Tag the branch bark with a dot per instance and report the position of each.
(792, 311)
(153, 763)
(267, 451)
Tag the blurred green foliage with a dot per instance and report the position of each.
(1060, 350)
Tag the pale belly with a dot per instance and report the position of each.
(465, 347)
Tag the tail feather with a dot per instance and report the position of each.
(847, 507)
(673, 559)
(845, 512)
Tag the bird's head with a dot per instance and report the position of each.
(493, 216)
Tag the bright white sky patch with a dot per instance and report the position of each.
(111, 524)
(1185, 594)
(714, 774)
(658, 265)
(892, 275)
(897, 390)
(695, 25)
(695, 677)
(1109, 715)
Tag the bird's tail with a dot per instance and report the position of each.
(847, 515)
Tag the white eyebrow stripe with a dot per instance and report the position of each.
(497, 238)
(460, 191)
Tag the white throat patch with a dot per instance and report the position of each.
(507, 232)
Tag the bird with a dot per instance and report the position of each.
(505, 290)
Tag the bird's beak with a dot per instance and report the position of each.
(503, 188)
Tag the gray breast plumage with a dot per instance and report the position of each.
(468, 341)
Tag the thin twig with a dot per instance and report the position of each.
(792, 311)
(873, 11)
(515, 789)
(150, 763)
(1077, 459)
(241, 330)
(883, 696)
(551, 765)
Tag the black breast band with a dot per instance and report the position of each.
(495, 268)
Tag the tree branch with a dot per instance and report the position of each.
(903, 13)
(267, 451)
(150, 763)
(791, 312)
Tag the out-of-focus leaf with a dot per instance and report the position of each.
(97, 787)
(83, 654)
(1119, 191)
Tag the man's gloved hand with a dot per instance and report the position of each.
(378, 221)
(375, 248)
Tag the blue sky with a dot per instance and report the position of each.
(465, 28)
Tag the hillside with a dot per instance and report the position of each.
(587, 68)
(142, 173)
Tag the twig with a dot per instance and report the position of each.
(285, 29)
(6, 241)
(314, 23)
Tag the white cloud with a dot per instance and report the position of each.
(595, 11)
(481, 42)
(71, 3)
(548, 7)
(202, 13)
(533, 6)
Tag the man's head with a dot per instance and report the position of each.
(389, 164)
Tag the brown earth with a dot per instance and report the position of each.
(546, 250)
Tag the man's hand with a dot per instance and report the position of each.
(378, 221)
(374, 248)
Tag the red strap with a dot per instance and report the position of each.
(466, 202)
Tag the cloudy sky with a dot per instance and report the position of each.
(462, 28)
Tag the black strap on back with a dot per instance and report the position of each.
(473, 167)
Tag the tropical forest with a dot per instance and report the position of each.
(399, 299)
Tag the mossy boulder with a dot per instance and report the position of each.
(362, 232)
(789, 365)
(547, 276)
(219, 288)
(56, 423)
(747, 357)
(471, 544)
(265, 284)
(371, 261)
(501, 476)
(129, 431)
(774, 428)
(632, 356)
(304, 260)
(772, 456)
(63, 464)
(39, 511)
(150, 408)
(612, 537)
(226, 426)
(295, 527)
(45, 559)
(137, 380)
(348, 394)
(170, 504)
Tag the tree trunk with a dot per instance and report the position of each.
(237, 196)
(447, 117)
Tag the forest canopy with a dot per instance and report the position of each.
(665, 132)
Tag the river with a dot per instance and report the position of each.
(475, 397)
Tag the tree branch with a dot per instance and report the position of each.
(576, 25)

[Problem details] What you write must match the records above exactly, line for line.

[Answer space]
Tag the branch bark with a dot per instance and report the position of each.
(792, 311)
(153, 763)
(267, 451)
Tag the blurred green foliage with a dot per instance and report the position of each.
(1060, 350)
Tag the pale belly with a dot per instance and report the position of each.
(465, 347)
Tag the tail feather with a dot per instance and report the position of each.
(847, 507)
(673, 559)
(845, 512)
Tag the bird's head with a dot per instance and report the position of each.
(493, 216)
Tag the bright white sky patch with a dot per instance and report the position of each.
(111, 524)
(1185, 594)
(714, 774)
(658, 265)
(892, 275)
(897, 390)
(695, 25)
(695, 677)
(1109, 715)
Tag the bird's tail with a dot per instance and report the position of each.
(847, 515)
Tag the white eyebrow stripe with a dot per instance and report the position of each.
(497, 238)
(460, 191)
Tag the white throat patch with a dot per instance and report the position of each.
(507, 232)
Tag the bird with a dot per instance and report the position of each.
(505, 290)
Tag the bird's beak with a dot per instance and report the position of each.
(503, 188)
Tag the gray breast plumage with a dot per instance and report the position of each.
(468, 341)
Tag the thin twig with a dot per instance and report the position of each.
(792, 311)
(873, 11)
(515, 789)
(150, 763)
(1077, 459)
(241, 330)
(883, 696)
(551, 765)
Tag the black breast band with a dot per instance and report the position of each.
(495, 268)
Tag the tree branch with a dot per instance and report the position of each.
(903, 13)
(267, 451)
(150, 763)
(791, 312)
Tag the out-of-focus leaf with a dot per instance and report the position of each.
(97, 787)
(83, 654)
(1119, 191)
Tag the man's gloved hand with a dot per instance and report the position of each.
(378, 221)
(375, 248)
Tag the blue sky with a dot per instance and report the position of each.
(465, 28)
Tag the hillside with a dot per instance and report the position of each.
(587, 68)
(142, 173)
Tag the twig with a dot per instance and report the position of each.
(285, 29)
(6, 241)
(314, 23)
Tag the white cloud with a dot per instance and report the position of each.
(595, 11)
(481, 42)
(71, 3)
(548, 7)
(202, 13)
(533, 6)
Tag the man's head with a dot per instance and report the position of each.
(389, 164)
Tag the brown earth with a dot per instance and report the position of each.
(546, 250)
Tag the man's hand with a dot per instance and report the position of each.
(378, 221)
(374, 248)
Tag the red strap with a dot per instance and report the position of each.
(466, 202)
Tag the cloudy sky with a dot per instance and report the position of each.
(462, 28)
Tag the black strap on back with a dot per instance and report the position of each.
(473, 167)
Tag the tropical forest with a dot per instance and report the position of each.
(399, 299)
Tag the mossy boulder with a dot per instance and report the position of each.
(362, 232)
(789, 365)
(547, 276)
(219, 288)
(56, 423)
(747, 357)
(471, 544)
(265, 284)
(371, 261)
(501, 476)
(129, 431)
(774, 428)
(632, 356)
(304, 260)
(772, 456)
(63, 464)
(39, 511)
(150, 408)
(612, 537)
(226, 426)
(295, 527)
(45, 559)
(137, 380)
(348, 394)
(170, 504)
Tag the tree trunk with a dot per instance and report the position of each.
(237, 196)
(447, 117)
Tag the forest canopy with a dot per instance and report the position of each.
(665, 132)
Tag the river with a dot per instance and report the position of each.
(475, 397)
Tag the tree branch with a dot per instance and report the position of each.
(576, 25)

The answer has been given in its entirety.